[What to work on]
Retype the records below from their first line through the line containing "(593, 1203)", keeping both ends, and leave the pictures out.
★ ★ ★ ★ ★
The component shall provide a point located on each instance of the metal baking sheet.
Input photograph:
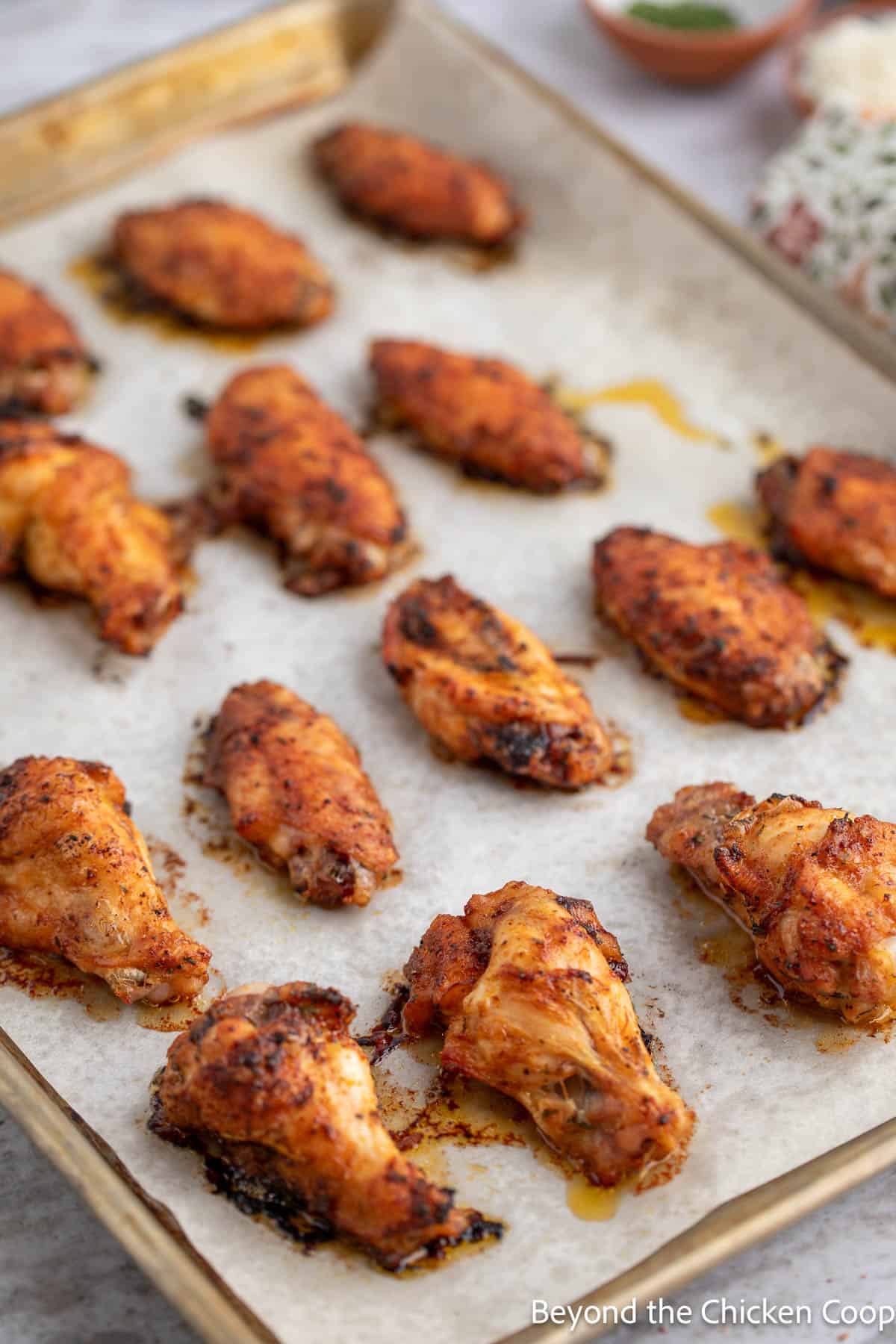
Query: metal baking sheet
(615, 284)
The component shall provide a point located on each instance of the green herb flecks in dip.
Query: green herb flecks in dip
(688, 15)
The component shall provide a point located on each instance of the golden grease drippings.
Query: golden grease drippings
(105, 282)
(645, 391)
(593, 1203)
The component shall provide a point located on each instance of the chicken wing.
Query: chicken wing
(485, 416)
(812, 885)
(716, 620)
(43, 363)
(485, 687)
(69, 520)
(292, 468)
(222, 267)
(414, 187)
(531, 991)
(273, 1090)
(297, 793)
(836, 511)
(75, 882)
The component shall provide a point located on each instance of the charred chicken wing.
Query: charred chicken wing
(222, 267)
(836, 511)
(273, 1090)
(718, 621)
(529, 988)
(815, 886)
(297, 793)
(487, 688)
(69, 520)
(43, 363)
(485, 416)
(292, 468)
(415, 188)
(75, 880)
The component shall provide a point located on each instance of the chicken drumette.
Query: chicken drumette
(716, 620)
(815, 886)
(75, 880)
(414, 187)
(220, 267)
(69, 520)
(485, 416)
(297, 793)
(43, 363)
(836, 511)
(489, 690)
(529, 988)
(292, 468)
(273, 1090)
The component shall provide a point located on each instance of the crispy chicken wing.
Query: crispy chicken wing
(485, 687)
(297, 793)
(292, 468)
(222, 267)
(836, 511)
(75, 880)
(69, 520)
(43, 363)
(414, 187)
(718, 621)
(485, 416)
(815, 886)
(531, 991)
(273, 1089)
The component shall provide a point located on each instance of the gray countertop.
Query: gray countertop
(62, 1276)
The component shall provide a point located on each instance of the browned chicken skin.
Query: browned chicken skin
(815, 886)
(292, 468)
(489, 690)
(75, 880)
(43, 363)
(716, 620)
(222, 267)
(414, 187)
(69, 520)
(270, 1085)
(297, 793)
(485, 416)
(531, 991)
(836, 511)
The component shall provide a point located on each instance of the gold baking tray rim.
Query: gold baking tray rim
(69, 146)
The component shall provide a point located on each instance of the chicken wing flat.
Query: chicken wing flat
(292, 468)
(43, 363)
(75, 882)
(716, 620)
(529, 988)
(222, 267)
(414, 187)
(836, 511)
(488, 688)
(812, 885)
(273, 1090)
(69, 520)
(485, 416)
(297, 793)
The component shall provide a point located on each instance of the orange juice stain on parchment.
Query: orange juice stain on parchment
(871, 618)
(591, 1203)
(645, 391)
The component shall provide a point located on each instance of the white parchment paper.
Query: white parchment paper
(612, 285)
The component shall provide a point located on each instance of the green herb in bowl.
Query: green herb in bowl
(684, 15)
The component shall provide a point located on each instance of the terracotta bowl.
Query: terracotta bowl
(697, 58)
(803, 104)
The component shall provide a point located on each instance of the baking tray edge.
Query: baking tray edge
(144, 1226)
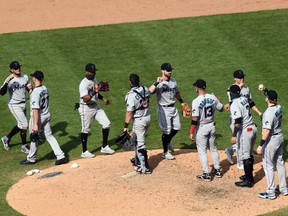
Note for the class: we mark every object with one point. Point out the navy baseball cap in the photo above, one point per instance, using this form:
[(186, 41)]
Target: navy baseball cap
[(200, 83), (238, 74), (15, 65), (235, 89), (272, 95), (90, 67), (166, 66), (38, 75)]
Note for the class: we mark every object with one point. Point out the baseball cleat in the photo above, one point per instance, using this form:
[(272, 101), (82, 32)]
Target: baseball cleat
[(265, 195), (25, 149), (170, 147), (216, 172), (87, 154), (277, 191), (229, 156), (168, 156), (26, 162), (244, 184), (61, 161), (5, 142), (205, 177), (107, 150)]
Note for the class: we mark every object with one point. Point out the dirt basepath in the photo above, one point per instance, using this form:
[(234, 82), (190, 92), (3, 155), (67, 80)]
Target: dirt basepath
[(107, 185), (19, 15)]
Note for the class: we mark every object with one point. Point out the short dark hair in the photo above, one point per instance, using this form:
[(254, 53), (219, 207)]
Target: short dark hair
[(134, 79)]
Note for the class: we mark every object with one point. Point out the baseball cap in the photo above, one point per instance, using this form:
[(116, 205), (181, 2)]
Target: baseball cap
[(166, 66), (134, 79), (15, 65), (90, 67), (272, 95), (38, 75), (238, 74), (200, 83), (235, 89)]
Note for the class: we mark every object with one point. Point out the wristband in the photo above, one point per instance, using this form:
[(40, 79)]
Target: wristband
[(155, 83), (262, 142)]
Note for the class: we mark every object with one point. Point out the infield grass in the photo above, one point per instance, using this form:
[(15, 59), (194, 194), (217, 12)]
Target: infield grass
[(202, 47)]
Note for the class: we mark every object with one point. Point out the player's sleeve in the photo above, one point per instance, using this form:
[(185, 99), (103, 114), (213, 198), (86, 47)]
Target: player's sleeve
[(83, 90), (195, 109), (267, 120), (235, 111), (35, 101)]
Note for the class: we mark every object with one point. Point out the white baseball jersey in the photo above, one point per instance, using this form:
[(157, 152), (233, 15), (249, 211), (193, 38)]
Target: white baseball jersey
[(85, 88), (17, 89), (240, 108), (137, 101), (204, 107), (39, 99), (166, 91)]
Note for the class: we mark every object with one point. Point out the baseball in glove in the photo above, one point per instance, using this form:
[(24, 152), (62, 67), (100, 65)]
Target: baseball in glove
[(104, 86), (186, 111), (124, 140)]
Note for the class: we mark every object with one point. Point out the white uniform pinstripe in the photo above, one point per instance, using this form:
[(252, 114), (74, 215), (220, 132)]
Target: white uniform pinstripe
[(204, 107), (39, 99)]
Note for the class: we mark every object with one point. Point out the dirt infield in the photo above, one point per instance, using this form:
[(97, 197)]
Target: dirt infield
[(107, 185)]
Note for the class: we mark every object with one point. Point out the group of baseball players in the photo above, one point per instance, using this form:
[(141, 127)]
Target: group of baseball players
[(203, 128)]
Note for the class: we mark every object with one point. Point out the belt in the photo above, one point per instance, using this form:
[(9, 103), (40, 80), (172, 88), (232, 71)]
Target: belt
[(170, 105)]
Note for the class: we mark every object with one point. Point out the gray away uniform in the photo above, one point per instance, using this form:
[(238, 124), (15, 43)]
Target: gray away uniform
[(39, 99), (204, 107), (272, 149)]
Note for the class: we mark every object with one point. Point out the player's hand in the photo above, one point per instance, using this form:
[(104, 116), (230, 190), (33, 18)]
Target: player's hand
[(106, 101), (191, 137), (9, 78), (233, 140), (227, 107), (259, 150)]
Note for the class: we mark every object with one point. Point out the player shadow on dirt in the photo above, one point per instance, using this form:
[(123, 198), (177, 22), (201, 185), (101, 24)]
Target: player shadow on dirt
[(154, 160)]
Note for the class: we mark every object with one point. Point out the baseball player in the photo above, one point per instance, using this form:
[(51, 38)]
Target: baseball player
[(90, 109), (17, 84), (239, 78), (204, 107), (40, 121), (244, 133), (271, 147), (137, 110), (168, 118)]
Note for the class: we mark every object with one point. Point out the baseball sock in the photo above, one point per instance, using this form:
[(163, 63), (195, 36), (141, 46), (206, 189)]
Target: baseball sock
[(172, 134), (165, 142), (105, 134), (84, 138), (23, 136), (14, 131)]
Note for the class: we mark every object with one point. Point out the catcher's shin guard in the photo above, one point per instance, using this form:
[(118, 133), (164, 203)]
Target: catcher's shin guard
[(143, 158)]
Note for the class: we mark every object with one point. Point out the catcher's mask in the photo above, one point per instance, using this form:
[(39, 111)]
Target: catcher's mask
[(234, 91)]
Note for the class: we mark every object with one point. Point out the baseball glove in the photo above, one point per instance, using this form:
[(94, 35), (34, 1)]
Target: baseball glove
[(186, 111), (124, 140), (35, 136), (104, 86)]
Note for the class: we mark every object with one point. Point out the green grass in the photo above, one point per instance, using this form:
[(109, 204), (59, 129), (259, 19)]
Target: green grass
[(203, 47)]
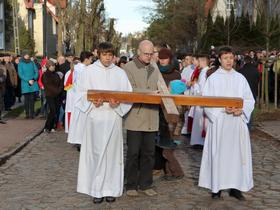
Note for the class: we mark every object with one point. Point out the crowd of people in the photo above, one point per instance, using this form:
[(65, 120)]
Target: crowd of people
[(95, 127)]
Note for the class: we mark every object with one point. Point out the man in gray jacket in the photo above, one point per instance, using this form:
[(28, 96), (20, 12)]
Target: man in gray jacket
[(142, 123)]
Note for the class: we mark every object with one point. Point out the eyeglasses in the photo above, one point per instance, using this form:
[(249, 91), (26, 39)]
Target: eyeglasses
[(148, 54)]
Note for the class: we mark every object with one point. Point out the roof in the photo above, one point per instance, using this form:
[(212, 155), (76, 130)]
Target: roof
[(29, 4)]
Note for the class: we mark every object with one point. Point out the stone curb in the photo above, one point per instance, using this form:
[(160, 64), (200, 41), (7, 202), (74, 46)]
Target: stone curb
[(7, 155)]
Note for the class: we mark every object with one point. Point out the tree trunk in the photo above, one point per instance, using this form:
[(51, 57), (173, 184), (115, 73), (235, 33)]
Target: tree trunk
[(276, 84), (80, 46), (59, 31)]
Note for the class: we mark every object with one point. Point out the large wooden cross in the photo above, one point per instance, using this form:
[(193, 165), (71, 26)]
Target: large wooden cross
[(164, 98)]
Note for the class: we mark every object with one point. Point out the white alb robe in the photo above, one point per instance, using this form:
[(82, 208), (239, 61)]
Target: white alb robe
[(199, 122), (227, 160), (78, 118), (101, 165), (186, 75), (69, 105)]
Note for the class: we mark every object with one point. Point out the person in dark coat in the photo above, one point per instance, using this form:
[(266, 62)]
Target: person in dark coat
[(252, 74), (53, 83), (11, 83), (164, 157), (18, 88), (28, 73)]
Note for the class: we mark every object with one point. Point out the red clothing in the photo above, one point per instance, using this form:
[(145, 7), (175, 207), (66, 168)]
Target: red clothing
[(195, 74)]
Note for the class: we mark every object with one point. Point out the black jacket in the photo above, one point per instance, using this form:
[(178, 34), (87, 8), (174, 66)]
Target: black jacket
[(52, 83), (251, 73)]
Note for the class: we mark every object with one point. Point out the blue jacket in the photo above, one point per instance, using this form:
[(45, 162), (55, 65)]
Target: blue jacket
[(28, 71)]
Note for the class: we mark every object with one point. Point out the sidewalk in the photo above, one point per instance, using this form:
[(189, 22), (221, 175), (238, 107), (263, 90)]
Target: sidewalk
[(17, 133)]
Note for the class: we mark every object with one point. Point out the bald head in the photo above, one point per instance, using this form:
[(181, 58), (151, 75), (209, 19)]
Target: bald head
[(145, 51)]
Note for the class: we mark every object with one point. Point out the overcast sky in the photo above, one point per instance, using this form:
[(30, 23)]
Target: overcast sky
[(129, 14)]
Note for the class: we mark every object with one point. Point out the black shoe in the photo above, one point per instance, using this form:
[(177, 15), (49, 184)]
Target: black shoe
[(237, 194), (78, 147), (110, 199), (2, 121), (216, 195), (97, 200)]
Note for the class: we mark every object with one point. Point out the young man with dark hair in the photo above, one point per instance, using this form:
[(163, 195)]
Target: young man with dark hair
[(227, 160), (101, 165)]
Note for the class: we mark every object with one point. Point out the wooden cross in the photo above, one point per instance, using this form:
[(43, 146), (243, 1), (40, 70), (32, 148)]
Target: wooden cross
[(164, 98)]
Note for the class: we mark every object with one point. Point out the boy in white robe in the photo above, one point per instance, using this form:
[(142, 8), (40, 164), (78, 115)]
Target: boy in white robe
[(101, 165), (227, 160)]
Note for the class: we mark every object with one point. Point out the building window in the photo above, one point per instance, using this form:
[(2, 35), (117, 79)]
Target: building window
[(54, 25), (1, 11), (1, 40), (229, 4)]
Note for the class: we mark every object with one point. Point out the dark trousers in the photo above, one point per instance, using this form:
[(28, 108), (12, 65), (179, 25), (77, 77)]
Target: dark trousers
[(53, 106), (29, 100), (140, 159), (9, 97)]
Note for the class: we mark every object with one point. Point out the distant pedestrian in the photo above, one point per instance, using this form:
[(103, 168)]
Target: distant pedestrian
[(28, 73), (53, 84), (11, 83)]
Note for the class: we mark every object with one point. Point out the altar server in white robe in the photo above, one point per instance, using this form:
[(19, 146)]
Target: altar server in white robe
[(101, 165), (199, 119), (186, 76), (77, 117), (227, 160)]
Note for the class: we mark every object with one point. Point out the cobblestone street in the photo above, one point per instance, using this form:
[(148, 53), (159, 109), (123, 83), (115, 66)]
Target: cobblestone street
[(43, 176)]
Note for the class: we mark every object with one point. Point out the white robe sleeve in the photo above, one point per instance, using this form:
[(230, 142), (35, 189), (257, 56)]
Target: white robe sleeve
[(81, 100), (212, 113), (248, 102), (124, 108)]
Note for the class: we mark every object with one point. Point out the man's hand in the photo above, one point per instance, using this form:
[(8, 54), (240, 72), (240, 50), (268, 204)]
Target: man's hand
[(113, 103), (31, 82), (238, 112), (229, 110), (98, 102), (234, 111)]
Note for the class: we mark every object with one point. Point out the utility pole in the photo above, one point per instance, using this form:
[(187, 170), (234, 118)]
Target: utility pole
[(45, 46), (15, 26)]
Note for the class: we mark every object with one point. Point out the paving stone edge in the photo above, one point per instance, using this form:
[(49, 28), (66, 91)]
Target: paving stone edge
[(7, 155)]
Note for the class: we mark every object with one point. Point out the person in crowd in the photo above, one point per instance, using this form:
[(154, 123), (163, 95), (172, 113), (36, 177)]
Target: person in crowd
[(52, 82), (18, 88), (11, 83), (62, 66), (28, 73), (142, 123), (42, 70), (77, 117), (200, 121), (122, 61), (101, 164), (227, 159)]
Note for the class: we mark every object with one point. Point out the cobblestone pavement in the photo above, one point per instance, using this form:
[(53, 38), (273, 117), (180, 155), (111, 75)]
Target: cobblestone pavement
[(271, 127), (43, 176)]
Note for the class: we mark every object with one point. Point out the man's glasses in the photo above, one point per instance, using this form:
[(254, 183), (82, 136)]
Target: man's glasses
[(148, 54)]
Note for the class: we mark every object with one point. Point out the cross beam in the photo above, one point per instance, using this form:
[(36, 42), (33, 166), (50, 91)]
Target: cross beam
[(154, 98)]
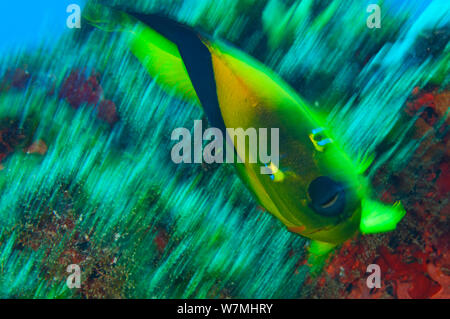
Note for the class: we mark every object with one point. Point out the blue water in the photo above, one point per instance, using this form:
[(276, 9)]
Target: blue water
[(27, 23)]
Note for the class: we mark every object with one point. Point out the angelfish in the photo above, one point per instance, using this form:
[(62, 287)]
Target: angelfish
[(316, 189)]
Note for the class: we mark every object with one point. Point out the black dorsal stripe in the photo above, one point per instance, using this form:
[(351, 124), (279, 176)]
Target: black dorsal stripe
[(196, 58)]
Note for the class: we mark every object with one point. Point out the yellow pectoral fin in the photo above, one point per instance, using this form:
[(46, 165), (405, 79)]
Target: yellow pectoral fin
[(377, 217)]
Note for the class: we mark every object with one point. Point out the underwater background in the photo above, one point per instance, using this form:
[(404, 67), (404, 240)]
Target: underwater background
[(86, 176)]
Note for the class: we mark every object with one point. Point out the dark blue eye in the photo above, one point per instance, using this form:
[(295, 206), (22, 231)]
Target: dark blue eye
[(327, 196)]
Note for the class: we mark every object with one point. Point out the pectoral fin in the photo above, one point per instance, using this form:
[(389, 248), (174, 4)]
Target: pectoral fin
[(377, 217), (318, 253)]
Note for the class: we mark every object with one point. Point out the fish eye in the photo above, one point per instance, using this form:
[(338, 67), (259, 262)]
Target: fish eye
[(327, 196)]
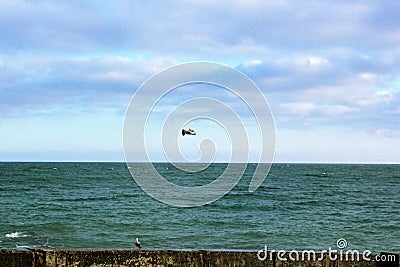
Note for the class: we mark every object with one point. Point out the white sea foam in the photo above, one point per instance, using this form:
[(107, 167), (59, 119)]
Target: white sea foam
[(16, 235)]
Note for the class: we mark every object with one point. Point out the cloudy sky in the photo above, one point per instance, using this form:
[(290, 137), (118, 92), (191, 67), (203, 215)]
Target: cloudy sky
[(330, 71)]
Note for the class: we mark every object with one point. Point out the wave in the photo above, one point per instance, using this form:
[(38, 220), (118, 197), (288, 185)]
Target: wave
[(16, 235)]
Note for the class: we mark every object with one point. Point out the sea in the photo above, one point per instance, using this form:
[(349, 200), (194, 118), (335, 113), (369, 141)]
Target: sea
[(298, 207)]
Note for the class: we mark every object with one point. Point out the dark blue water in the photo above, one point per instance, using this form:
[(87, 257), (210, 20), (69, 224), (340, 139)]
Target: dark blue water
[(299, 206)]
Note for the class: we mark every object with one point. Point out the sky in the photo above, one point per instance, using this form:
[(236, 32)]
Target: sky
[(330, 71)]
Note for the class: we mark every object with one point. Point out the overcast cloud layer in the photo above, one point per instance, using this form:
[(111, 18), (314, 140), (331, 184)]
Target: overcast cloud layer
[(329, 69)]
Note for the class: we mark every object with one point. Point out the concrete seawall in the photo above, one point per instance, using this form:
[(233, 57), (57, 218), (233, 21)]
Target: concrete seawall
[(118, 257)]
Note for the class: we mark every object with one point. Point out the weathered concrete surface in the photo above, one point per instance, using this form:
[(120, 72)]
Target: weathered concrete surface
[(118, 257)]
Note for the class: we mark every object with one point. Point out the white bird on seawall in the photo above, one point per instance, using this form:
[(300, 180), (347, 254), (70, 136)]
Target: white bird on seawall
[(137, 243)]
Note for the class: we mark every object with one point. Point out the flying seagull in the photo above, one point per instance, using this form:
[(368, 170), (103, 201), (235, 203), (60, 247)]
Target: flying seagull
[(189, 132), (137, 243)]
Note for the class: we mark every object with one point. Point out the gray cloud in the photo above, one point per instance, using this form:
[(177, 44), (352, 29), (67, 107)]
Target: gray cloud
[(317, 62)]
★ ★ ★ ★ ★
[Completed exercise]
The component shall provide a point located on each instance of the metal baking sheet.
Input photograph:
Query: metal baking sheet
(615, 284)
The component shall provide a point located on each instance of the green herb flecks in dip.
Query: green herb flecks in dip
(688, 15)
The component shall provide a point located on each instance of the golden grease drippings.
Query: golden grease drippings
(105, 282)
(645, 391)
(593, 1203)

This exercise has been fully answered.